## EXERCISE DIRECTIONS
Working from the line that contains "Annotate the camouflage patrol" to the final line, transcribe each line exactly. No pictures belong in the copy.

━━━━━ ENTRIES ━━━━━

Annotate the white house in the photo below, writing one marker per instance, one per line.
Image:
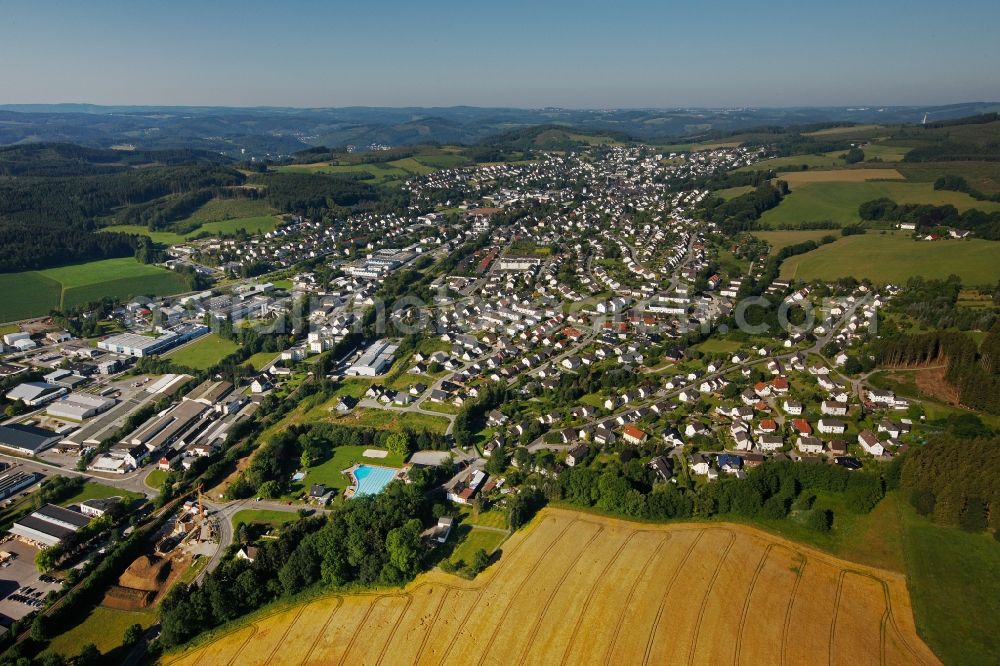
(807, 444)
(832, 426)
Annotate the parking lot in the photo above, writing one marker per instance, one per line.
(22, 588)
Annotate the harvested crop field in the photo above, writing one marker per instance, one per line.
(576, 588)
(840, 176)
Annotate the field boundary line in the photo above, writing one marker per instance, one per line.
(552, 595)
(461, 626)
(524, 581)
(803, 561)
(746, 602)
(284, 634)
(833, 615)
(430, 626)
(663, 597)
(458, 633)
(593, 589)
(631, 593)
(354, 635)
(242, 645)
(322, 631)
(395, 628)
(705, 598)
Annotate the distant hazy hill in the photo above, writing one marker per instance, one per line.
(272, 131)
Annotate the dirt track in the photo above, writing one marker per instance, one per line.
(575, 588)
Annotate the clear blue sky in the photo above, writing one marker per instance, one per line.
(618, 53)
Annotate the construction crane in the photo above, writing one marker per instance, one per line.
(201, 506)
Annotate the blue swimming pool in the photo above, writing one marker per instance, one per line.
(371, 480)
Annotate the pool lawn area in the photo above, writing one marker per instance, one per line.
(330, 472)
(372, 479)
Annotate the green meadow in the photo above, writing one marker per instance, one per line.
(216, 217)
(204, 352)
(896, 257)
(35, 293)
(780, 239)
(838, 202)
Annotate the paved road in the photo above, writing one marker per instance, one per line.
(134, 482)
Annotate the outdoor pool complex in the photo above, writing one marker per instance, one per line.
(371, 480)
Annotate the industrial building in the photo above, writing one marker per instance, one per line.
(49, 525)
(29, 440)
(80, 406)
(168, 428)
(140, 346)
(35, 394)
(375, 360)
(11, 484)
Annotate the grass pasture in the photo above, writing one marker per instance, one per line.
(264, 516)
(895, 257)
(215, 217)
(27, 294)
(204, 352)
(576, 588)
(850, 130)
(733, 192)
(813, 161)
(382, 173)
(474, 539)
(35, 293)
(884, 152)
(104, 627)
(839, 201)
(780, 239)
(92, 490)
(217, 210)
(957, 609)
(794, 178)
(983, 176)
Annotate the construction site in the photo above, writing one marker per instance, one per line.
(177, 553)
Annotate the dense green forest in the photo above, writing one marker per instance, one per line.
(367, 541)
(955, 481)
(741, 213)
(928, 217)
(974, 371)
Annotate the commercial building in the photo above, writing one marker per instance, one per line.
(11, 484)
(140, 346)
(80, 406)
(35, 394)
(49, 525)
(168, 428)
(375, 360)
(29, 440)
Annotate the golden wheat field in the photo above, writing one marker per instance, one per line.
(840, 176)
(574, 588)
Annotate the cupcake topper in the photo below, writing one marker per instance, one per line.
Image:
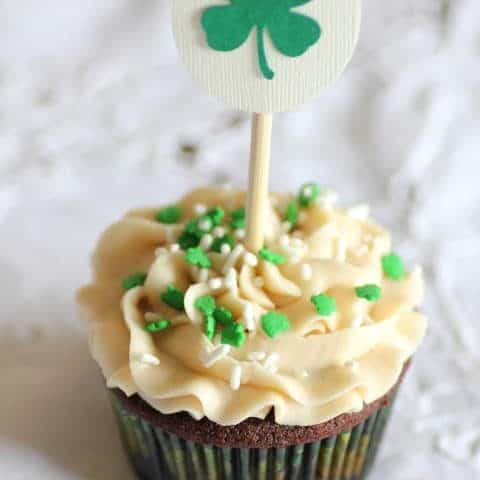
(265, 56)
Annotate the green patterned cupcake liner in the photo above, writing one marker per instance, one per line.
(156, 454)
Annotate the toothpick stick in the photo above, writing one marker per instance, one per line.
(258, 179)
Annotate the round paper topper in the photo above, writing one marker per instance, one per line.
(266, 55)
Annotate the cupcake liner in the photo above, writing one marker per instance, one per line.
(156, 454)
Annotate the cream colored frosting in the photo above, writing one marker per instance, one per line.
(322, 367)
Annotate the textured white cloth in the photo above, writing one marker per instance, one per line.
(97, 115)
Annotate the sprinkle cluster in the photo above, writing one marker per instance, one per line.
(213, 233)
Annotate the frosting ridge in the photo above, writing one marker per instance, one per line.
(322, 366)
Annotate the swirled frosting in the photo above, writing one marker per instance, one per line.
(321, 367)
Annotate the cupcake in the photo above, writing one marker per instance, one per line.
(223, 363)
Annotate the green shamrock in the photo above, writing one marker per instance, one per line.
(228, 27)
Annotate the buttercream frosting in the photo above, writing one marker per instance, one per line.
(321, 367)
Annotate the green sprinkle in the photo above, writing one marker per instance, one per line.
(169, 215)
(308, 194)
(173, 297)
(223, 316)
(238, 218)
(196, 256)
(274, 323)
(393, 267)
(324, 304)
(291, 215)
(216, 215)
(158, 326)
(219, 241)
(272, 257)
(135, 280)
(234, 335)
(206, 304)
(188, 240)
(369, 292)
(210, 326)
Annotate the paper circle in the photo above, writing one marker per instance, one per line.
(235, 77)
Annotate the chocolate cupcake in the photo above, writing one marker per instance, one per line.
(230, 364)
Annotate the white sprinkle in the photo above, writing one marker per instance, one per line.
(203, 275)
(360, 212)
(271, 361)
(250, 259)
(174, 247)
(302, 373)
(231, 281)
(206, 241)
(417, 272)
(205, 224)
(306, 272)
(297, 242)
(284, 240)
(357, 321)
(256, 356)
(225, 249)
(236, 377)
(307, 191)
(352, 365)
(216, 283)
(327, 198)
(368, 320)
(195, 271)
(210, 358)
(151, 316)
(200, 209)
(341, 249)
(219, 231)
(240, 233)
(233, 257)
(147, 359)
(249, 317)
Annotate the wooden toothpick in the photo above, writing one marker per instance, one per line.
(257, 196)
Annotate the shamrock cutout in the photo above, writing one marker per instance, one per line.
(228, 27)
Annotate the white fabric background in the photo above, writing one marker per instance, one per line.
(97, 116)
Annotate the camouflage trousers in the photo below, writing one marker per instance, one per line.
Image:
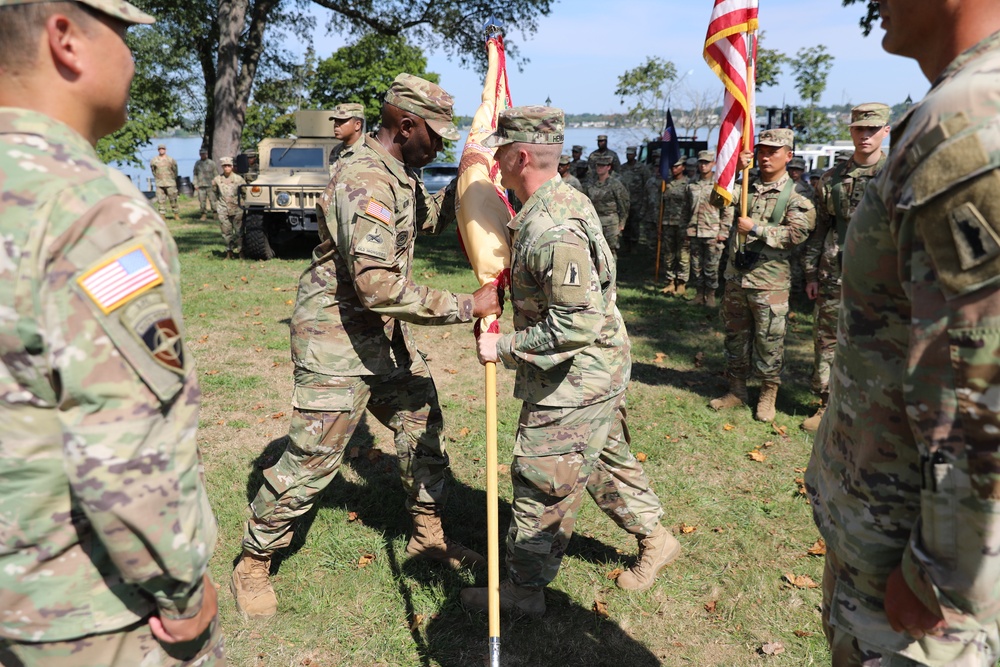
(705, 256)
(559, 453)
(755, 322)
(859, 634)
(134, 646)
(676, 252)
(163, 193)
(825, 335)
(231, 226)
(206, 199)
(327, 411)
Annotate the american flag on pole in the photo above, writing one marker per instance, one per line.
(119, 279)
(730, 50)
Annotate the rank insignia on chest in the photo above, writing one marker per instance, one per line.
(378, 211)
(120, 279)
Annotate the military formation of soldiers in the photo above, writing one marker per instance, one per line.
(106, 530)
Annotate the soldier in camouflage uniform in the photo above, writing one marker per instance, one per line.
(351, 344)
(565, 163)
(634, 175)
(758, 276)
(227, 197)
(571, 353)
(707, 228)
(904, 479)
(348, 126)
(578, 166)
(840, 192)
(611, 200)
(205, 172)
(164, 170)
(601, 152)
(105, 526)
(676, 246)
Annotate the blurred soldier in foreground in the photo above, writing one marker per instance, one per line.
(105, 527)
(758, 279)
(227, 197)
(351, 345)
(676, 247)
(564, 173)
(571, 353)
(205, 172)
(610, 199)
(707, 230)
(905, 473)
(164, 170)
(633, 175)
(838, 196)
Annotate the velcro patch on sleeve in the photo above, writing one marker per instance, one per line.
(373, 240)
(118, 280)
(570, 274)
(378, 210)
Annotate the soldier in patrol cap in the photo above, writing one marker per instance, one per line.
(105, 527)
(351, 342)
(571, 435)
(758, 274)
(348, 126)
(839, 194)
(903, 479)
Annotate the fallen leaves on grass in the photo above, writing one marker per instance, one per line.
(800, 580)
(772, 648)
(818, 548)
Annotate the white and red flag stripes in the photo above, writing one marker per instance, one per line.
(730, 50)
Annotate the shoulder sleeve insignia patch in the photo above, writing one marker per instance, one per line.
(120, 279)
(378, 211)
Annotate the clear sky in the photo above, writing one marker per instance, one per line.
(582, 47)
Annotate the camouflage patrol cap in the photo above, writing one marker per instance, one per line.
(780, 136)
(348, 110)
(118, 9)
(872, 114)
(529, 125)
(425, 99)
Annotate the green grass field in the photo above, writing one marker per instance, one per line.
(743, 523)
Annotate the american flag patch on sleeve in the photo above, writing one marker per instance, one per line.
(378, 211)
(121, 278)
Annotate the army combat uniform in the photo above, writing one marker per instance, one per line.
(227, 207)
(755, 302)
(611, 201)
(104, 519)
(904, 471)
(164, 170)
(205, 171)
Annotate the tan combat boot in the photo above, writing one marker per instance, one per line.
(736, 396)
(251, 588)
(656, 551)
(429, 541)
(525, 599)
(765, 404)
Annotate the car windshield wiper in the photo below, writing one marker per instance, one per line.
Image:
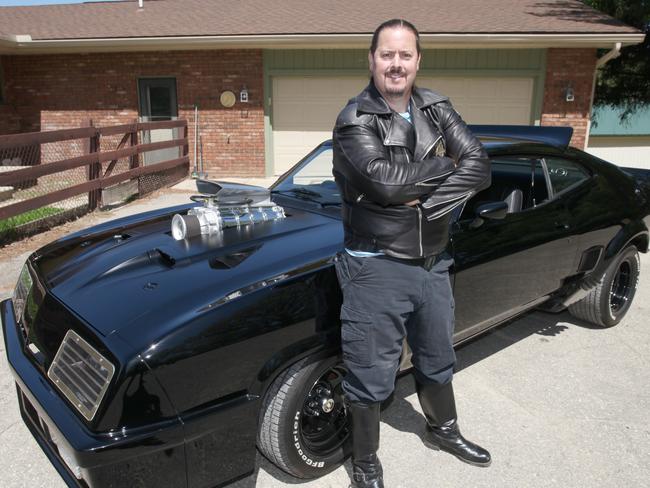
(300, 193)
(307, 194)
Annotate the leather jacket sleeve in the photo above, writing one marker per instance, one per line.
(473, 165)
(360, 156)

━━━━━

## EXERCISE SOLUTION
Annotate the camouflage patrol cap in the photo above, writing one marker per instance, one per line.
(780, 136)
(348, 110)
(118, 9)
(872, 114)
(529, 125)
(425, 99)
Annotate the green grass field in the photo above, writing one marker per instance, one per line.
(743, 523)
Annotate the american flag patch on sleeve in the photo above, writing one marker per instance, one per line.
(378, 211)
(121, 278)
Annotate the army combat uniform in the photo above, writing one marker per instance, one per line.
(227, 207)
(755, 302)
(611, 201)
(104, 519)
(904, 471)
(164, 170)
(205, 171)
Annotate the tan combat boot in the photo above, writing one marker per instance, one per line.
(736, 396)
(251, 588)
(656, 551)
(429, 541)
(525, 599)
(765, 404)
Annotate the car windshield wiper in the photo below, writing one marker per instance, one per line.
Image:
(300, 193)
(307, 194)
Annotate the leather jacket sleeve in the photo above, writing one marker per instance, one per line.
(473, 165)
(360, 156)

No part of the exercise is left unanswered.